Records to process:

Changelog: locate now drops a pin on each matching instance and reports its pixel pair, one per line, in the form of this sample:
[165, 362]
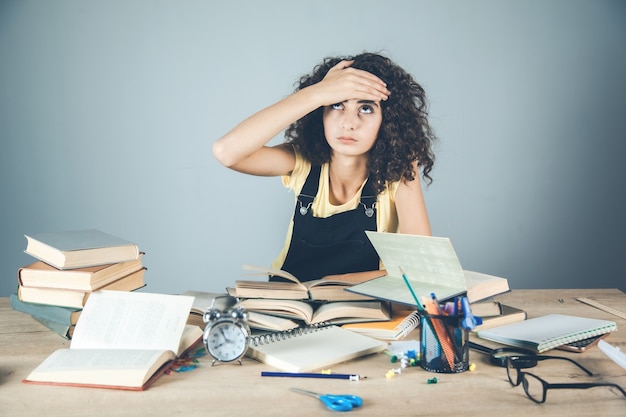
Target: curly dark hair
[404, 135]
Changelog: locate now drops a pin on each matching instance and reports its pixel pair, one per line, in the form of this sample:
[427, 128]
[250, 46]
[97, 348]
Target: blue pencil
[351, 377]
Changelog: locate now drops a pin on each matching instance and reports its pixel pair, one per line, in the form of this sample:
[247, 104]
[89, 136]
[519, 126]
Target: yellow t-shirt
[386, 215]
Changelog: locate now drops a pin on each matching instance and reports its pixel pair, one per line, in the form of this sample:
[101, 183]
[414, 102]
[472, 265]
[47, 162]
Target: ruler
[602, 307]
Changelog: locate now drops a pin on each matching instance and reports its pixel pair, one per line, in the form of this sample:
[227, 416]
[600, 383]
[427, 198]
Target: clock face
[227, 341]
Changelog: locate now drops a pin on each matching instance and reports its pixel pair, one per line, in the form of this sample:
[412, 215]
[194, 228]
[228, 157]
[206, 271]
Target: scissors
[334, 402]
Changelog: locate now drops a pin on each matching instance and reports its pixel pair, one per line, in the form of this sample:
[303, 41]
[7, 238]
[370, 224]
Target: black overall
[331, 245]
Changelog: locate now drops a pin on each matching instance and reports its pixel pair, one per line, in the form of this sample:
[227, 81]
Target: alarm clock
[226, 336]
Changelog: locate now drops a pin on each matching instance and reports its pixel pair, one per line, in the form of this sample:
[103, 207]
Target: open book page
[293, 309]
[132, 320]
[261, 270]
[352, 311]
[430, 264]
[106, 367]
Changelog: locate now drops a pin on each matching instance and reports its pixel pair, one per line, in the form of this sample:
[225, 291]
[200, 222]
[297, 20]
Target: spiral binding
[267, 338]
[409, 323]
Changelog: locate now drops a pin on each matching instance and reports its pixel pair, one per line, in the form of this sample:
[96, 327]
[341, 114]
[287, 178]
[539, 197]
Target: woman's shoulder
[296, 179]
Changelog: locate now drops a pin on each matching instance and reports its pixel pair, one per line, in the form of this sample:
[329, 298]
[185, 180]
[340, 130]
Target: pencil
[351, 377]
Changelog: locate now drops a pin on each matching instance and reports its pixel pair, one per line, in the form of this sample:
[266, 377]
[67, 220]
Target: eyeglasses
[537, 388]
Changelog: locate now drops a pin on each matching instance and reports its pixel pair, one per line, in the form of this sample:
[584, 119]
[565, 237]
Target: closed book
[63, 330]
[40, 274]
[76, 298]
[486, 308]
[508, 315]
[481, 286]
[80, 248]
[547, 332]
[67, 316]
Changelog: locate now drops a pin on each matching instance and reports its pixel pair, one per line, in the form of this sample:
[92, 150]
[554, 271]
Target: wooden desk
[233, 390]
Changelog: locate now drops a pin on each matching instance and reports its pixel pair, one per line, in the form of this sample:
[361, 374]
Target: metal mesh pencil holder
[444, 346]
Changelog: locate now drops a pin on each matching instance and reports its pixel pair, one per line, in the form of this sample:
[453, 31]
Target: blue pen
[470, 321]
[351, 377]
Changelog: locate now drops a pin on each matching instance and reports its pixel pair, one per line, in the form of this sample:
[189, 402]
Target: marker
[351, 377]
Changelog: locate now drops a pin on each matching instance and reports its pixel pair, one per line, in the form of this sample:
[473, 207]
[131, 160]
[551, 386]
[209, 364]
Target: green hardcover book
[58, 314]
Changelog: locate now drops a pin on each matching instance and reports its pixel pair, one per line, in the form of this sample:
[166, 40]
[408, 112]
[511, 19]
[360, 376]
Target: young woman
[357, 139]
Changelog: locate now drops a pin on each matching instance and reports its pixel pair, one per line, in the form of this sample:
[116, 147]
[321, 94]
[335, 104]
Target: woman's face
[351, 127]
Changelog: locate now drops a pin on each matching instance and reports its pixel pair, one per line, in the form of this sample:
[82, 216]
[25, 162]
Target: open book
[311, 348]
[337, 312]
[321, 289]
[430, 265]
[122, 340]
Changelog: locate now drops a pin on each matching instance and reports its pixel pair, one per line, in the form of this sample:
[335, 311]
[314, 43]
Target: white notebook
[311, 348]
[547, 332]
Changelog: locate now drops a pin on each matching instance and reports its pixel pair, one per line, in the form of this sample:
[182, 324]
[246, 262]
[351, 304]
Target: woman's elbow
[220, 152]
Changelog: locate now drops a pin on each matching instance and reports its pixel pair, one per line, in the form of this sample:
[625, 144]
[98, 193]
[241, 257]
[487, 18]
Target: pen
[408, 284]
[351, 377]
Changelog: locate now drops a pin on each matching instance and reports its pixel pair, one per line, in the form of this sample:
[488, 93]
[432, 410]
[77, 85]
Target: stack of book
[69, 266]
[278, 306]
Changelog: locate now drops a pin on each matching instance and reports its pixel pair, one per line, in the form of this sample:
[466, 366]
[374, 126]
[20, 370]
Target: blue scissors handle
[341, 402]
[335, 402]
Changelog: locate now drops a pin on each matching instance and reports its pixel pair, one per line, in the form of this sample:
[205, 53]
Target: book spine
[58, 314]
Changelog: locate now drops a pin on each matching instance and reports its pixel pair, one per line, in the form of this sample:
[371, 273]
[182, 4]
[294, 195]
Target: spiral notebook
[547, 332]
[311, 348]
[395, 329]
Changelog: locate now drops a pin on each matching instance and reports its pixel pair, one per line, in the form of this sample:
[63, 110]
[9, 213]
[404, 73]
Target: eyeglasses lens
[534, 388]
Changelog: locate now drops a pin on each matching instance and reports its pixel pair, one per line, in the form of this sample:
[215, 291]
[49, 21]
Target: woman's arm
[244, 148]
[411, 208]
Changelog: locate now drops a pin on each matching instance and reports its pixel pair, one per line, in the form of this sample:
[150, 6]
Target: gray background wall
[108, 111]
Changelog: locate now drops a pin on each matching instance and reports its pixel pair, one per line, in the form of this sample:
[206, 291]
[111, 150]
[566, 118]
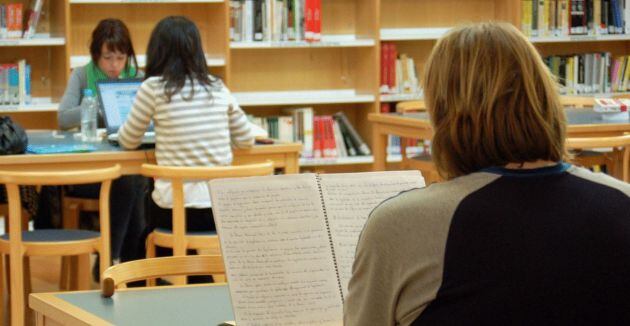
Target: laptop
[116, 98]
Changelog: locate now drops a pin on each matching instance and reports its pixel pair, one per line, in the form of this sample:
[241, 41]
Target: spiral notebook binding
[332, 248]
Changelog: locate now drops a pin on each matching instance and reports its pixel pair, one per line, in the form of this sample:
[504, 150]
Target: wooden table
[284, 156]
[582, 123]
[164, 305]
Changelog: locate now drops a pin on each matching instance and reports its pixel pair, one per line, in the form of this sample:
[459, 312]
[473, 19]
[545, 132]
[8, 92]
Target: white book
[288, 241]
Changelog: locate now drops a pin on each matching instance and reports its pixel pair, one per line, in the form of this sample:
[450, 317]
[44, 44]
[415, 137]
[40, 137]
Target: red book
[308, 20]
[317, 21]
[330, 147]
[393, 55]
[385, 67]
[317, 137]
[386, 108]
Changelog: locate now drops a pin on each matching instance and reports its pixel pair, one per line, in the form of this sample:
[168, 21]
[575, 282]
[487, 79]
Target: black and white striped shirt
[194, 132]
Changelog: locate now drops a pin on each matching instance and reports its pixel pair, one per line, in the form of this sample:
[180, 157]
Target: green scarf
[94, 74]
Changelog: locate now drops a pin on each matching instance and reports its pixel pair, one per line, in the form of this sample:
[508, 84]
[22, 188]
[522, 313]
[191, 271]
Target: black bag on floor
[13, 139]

The problem: Omit the pictures, and quote the material above exactly as given.

The reply:
Changelog: locate now drops a pin on each matching instance and reports its pixel pair, one per line, in the form of this sample:
[165, 362]
Target: curly dark hair
[404, 135]
Changelog: locate now drops a pin on each matching instance and reports its pixel pair, one per line, in the form of this sample:
[427, 128]
[250, 46]
[97, 348]
Target: blue pencil
[351, 377]
Changelog: locate now drops a pin on each matching instance and reports its pixel pair, one per line, in the form of this sample:
[247, 104]
[89, 136]
[519, 126]
Target: yellow t-shirt
[386, 215]
Changelog: locate now drops a pin on each matching instance and reports its pixel pair, one per line, in the form of this sample:
[101, 183]
[414, 102]
[472, 265]
[47, 162]
Target: ruler
[602, 307]
Changelog: locate now drops a pin on each matching instance and reports its pixel pair, one per line, in the form of this sample:
[227, 416]
[600, 383]
[427, 198]
Target: clock face
[227, 341]
Changelog: locate now drops a pin on each matching instance and reports its pixel pair, one per line, in the form of this sample:
[412, 215]
[194, 228]
[228, 157]
[206, 271]
Target: scissors
[334, 402]
Changelog: locate now drops a pin on each matching instance and reports its pixel pair, one per line, in the form of this sample:
[303, 41]
[7, 238]
[370, 224]
Target: black overall
[331, 245]
Changelog: locate now drops a pin on each matching instance and reports its pixel pair, one per line, in the form of this sample:
[227, 81]
Target: alarm clock
[226, 336]
Changelog: locate now drops a pin on each matching instance and reports its pixel pair, one per line, in the form of this sample:
[103, 207]
Target: open book page
[293, 309]
[132, 320]
[261, 270]
[352, 311]
[430, 264]
[106, 367]
Changelog: locate now drops a pin on each matching instance and reports its pixel pair, one per line, in the form of this sample:
[225, 291]
[200, 222]
[297, 20]
Target: spiral binding
[267, 338]
[409, 323]
Changelog: locate now drops a pin on each matching instance and reports its pixel pair, one per line, in the form of this sample:
[96, 327]
[341, 114]
[287, 178]
[539, 197]
Target: woman's shoulder
[296, 179]
Changelog: locate now drops a pin on each matching instance and reports its pixel pair, one per line, in the form of this sample:
[329, 298]
[185, 180]
[340, 130]
Target: pencil
[351, 377]
Changelog: locate now drops a pin on each matching instance and reports its pixel pair, one per line, in the form of this sample:
[266, 377]
[67, 220]
Target: eyeglasses
[537, 388]
Changelog: locate now drops a pin on each matching instance and reports its pixel pair, one per line, in the form of this sample:
[584, 119]
[565, 237]
Target: closed book
[63, 330]
[40, 274]
[76, 298]
[486, 308]
[508, 315]
[481, 286]
[80, 248]
[547, 332]
[67, 316]
Changelog: locate now drops a pin on each matching instance and reports its pixel pair, one per line, in the form of this sample:
[92, 150]
[554, 271]
Target: wooden desk
[233, 390]
Changelog: locate now drops a pin on each matching instance and reports its pixel pair, one per line, in the form of this sample:
[361, 374]
Target: metal mesh pencil holder
[444, 346]
Changelog: locate now drops a pin on each matching instance and reports its pixel pair, one per line, in the form of this sample:
[453, 31]
Target: blue pen
[470, 321]
[351, 377]
Changelog: locate now drops a pin on each matching instance and reports its pixel pair, one per line, in the form of this sample:
[189, 402]
Target: marker
[351, 377]
Changelog: locate now drops a pin on each matching instance and reports its pixel pair, one per line, in the form of this sample:
[473, 207]
[131, 160]
[551, 386]
[209, 364]
Target: green hardcover book
[58, 314]
Changelog: locate now drops a pin on each matching instance and reports its pixel pair, one per line, in the form of this sample:
[166, 40]
[408, 112]
[511, 19]
[360, 376]
Target: young woman
[357, 139]
Changelog: locate now drops a pin on each matching instance and reports its pixel pair, one per line, in the form of this sample:
[116, 147]
[321, 94]
[335, 104]
Target: woman's face
[351, 127]
Changelog: locate now drops a pin on each matching instance and reports its pixel pair, one per line, in the form of this sample:
[82, 216]
[25, 162]
Target: open book
[311, 348]
[337, 312]
[321, 289]
[430, 265]
[122, 340]
Changelog: locate now drops a pin on each matching instance and reports its pixel pair, one per line, in the form of this sample:
[335, 311]
[314, 43]
Target: white notebook
[311, 348]
[547, 332]
Changelog: locate now drops a pin on each matching instance and reports its pixel pair, one per line, in the form of this sample:
[182, 324]
[246, 262]
[351, 304]
Target: woman's elbow
[220, 152]
Changelog: locate now drops a pin on each matching instance and reports its pixel pair, one per line, in the form of this sample:
[625, 144]
[98, 193]
[241, 257]
[487, 18]
Target: pen
[408, 284]
[351, 377]
Changelog: locate now drops a pin on each matching instance and reports its pixel pair, one per line, in the form of this sample:
[488, 93]
[432, 410]
[77, 85]
Target: stack of book
[69, 266]
[278, 306]
Changelog: locate now drops a pin on each matching instance and reports its pixel pair, one per line, in the form of this sample:
[466, 366]
[374, 126]
[20, 370]
Target: blue scissors handle
[341, 402]
[335, 402]
Changelog: locate now drops a pin on each matching instance and reports its pixel pair, one per line, in the form of this sample:
[205, 53]
Target: book spine
[58, 314]
Changelog: locate now drops a pin on each matching instance and reports its pixel pair, one per line, in the form of this sample:
[371, 273]
[182, 4]
[294, 195]
Target: spiral notebook
[547, 332]
[311, 348]
[395, 329]
Changelog: locate now drops a pin on each matching instance and reports its pixel pair, one per line, in the form of this sample:
[63, 110]
[9, 213]
[404, 73]
Target: eyeglasses lens
[534, 388]
Changelog: locate now drops a pin on each matching instance and reports its pixel pair, one per line, in the form of this sample:
[215, 291]
[49, 21]
Target: woman's arm
[244, 148]
[411, 208]
Changelog: locate now drops a pin on each matching instance and reports its pixel pair, one per line, in the form of this sample:
[150, 6]
Target: gray background wall
[108, 111]
Changelog: locate now drops a pin on each matching instance and reports its pixel pair, one per line, in the form of this sample:
[206, 291]
[111, 150]
[566, 118]
Target: laptop
[116, 98]
Changelog: locate now drops a pin on each matching instance and reports its pixel pair, one per line, in the form of this sample:
[241, 41]
Target: spiral notebook binding
[332, 248]
Changelog: locate now drops a pin on each matching instance and reports its pixel pair, one per line, in the form of this sample:
[504, 150]
Target: wooden table
[284, 156]
[582, 123]
[164, 305]
Changelog: locate now drops a pin on each matching instance and reports its pixel pair, one per line, in the form of this sample:
[459, 312]
[473, 19]
[545, 132]
[8, 92]
Target: white book
[288, 241]
Changelog: locate now drops a pin on each matching instance and reports its pixel pair, one per line, in the form of this sample:
[450, 317]
[44, 44]
[415, 137]
[40, 137]
Target: red book
[308, 20]
[317, 21]
[330, 147]
[393, 55]
[385, 67]
[317, 137]
[386, 108]
Changelog: locate now drops a pin on each matching instance and reports its pixel pair, one per line, in the form of this sample:
[168, 21]
[575, 282]
[487, 79]
Target: black and white striped shirt
[194, 132]
Changelog: locate now drops a pin on each matching instance and reports its pixel pair, one per line, in the form of this sample:
[180, 157]
Target: green scarf
[94, 74]
Changelog: locate now drops a pin on each matching instance and reports its pixel pair, one per line, in the form of this sample:
[508, 84]
[22, 188]
[522, 313]
[191, 271]
Target: black bag on floor
[13, 139]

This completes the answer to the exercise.